→ **Exercise instructions**:
Return every record verbatim.
^^^^
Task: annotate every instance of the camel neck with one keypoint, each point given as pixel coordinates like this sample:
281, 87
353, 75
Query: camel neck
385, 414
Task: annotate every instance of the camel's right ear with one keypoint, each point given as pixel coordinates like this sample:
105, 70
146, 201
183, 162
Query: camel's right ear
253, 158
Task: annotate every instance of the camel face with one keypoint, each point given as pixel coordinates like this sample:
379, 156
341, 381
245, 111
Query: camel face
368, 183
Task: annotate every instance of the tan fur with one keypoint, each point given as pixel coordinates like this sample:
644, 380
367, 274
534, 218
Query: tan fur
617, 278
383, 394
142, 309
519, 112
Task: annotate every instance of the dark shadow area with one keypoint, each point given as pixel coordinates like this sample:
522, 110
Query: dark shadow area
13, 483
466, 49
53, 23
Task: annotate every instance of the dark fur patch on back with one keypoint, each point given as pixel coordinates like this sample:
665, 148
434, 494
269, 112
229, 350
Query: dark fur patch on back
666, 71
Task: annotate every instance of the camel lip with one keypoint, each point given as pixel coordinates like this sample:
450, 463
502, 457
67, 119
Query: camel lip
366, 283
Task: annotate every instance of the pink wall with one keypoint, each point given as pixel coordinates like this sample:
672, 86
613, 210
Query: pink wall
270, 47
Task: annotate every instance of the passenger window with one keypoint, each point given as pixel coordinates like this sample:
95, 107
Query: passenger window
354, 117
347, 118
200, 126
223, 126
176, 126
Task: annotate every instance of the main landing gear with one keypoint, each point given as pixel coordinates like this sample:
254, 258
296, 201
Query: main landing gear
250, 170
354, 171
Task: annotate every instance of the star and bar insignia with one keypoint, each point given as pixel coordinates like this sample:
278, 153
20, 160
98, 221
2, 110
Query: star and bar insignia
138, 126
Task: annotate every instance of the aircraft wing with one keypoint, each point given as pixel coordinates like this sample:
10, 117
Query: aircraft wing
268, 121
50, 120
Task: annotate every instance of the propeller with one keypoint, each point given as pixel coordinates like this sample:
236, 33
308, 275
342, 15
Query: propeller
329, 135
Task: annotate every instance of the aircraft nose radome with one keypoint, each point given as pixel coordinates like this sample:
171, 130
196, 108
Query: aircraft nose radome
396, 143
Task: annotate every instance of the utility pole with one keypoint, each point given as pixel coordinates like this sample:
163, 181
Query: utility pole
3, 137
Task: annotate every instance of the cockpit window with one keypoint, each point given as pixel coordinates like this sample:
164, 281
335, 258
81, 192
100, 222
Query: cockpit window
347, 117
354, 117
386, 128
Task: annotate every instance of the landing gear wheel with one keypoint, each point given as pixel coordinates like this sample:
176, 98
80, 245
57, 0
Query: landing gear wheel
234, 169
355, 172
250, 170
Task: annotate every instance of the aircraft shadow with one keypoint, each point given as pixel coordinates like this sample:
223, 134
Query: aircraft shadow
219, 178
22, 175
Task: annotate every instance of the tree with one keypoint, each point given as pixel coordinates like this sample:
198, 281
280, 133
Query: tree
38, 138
^^^^
→ **Finished exercise**:
Task: annotate every instance of the camel neck with one keypoint, each point given as pixel coordinates like this sample:
281, 87
353, 75
Query: camel neck
385, 414
Task: annotate every instance of the camel's right ear with one keypoint, each point given as pixel coordinates like this sample:
105, 70
146, 201
183, 162
Query: camel's right ear
253, 158
Task: annotate every instance of the camel face with one keypoint, each point given as pixel coordinates like this sample:
379, 156
341, 381
245, 111
Query: camel face
368, 183
Task: annotate every instance of the tan fur with one keypoint, each point given as pixel coordinates like this sample:
644, 380
367, 274
534, 218
Query: tan fur
617, 278
383, 394
142, 309
519, 112
Task: annotate every instance of the dark shadow area with one keypoint, each point given as pixel coordinates like this sample:
522, 110
Query: dark shadow area
13, 483
466, 49
53, 23
Task: annotate every instance of the dark fur patch on back with one keypoint, each point given as pixel coordinates like this sample:
665, 148
434, 494
269, 112
229, 350
Query: dark fur patch on back
666, 71
Task: annotate every instance of the camel lip with one keypoint, each point given as pixel coordinates like this sample:
450, 463
502, 457
67, 119
Query: camel lip
366, 283
Task: annotate every instance of the pink wall with one keypoint, each point given as pixel coordinates like this sample:
672, 86
613, 210
Query: pink wall
270, 47
Task: annotate every instance of the passenger window with one keypoint, each point given as pixel coordinates like this sample:
95, 107
Query: passenger window
354, 117
347, 118
200, 126
223, 126
176, 126
Task: annotate every instance of the main landing gear with one keypoint, each point given as pixel coordinates like this sample:
254, 258
296, 201
Query: main landing gear
250, 170
354, 171
Task: annotate every instance of the star and bar insignia with one keypoint, each point given as pixel coordinates like this sample:
278, 153
20, 160
98, 221
2, 110
Query: star and bar insignia
138, 126
Task: annotate every instance of the aircraft wing with one keypoint, each point given as pixel coordinates like this sample:
10, 117
Query: aircraft wing
268, 121
50, 120
Task: annotate every instance of the propeller with one keypoint, each point given as pixel coordinates like this sample:
236, 33
308, 275
342, 15
Query: propeller
329, 135
Task: annotate every instance of the aircraft nose radome with one keypoint, each point given as pixel coordinates like this sample:
171, 130
196, 108
Query: aircraft nose radome
396, 143
Task: annotate every instance of the utility pole with one keypoint, each point given as pixel coordinates like this sample:
163, 181
Query: utility pole
3, 137
Task: annotate every instance of the cockpit window with one keypoint, each point given as pixel coordinates like this sample:
164, 281
335, 258
81, 192
100, 222
Query: cockpit window
347, 117
354, 117
386, 128
Task: annotate every instance of the landing gear wheel with one keypoint, each point given as pixel coordinates like this sample:
176, 98
80, 245
57, 0
Query: landing gear wheel
234, 169
355, 172
250, 170
Task: annotate every instance of the aircraft shadow with one keypoint, each point given as pixel coordinates like this sample:
223, 134
Query: aircraft shadow
219, 178
22, 175
Task: annotate every instance of the tree with one keypoint, each point given as pixel coordinates like this sample:
198, 281
280, 133
Query: tree
38, 138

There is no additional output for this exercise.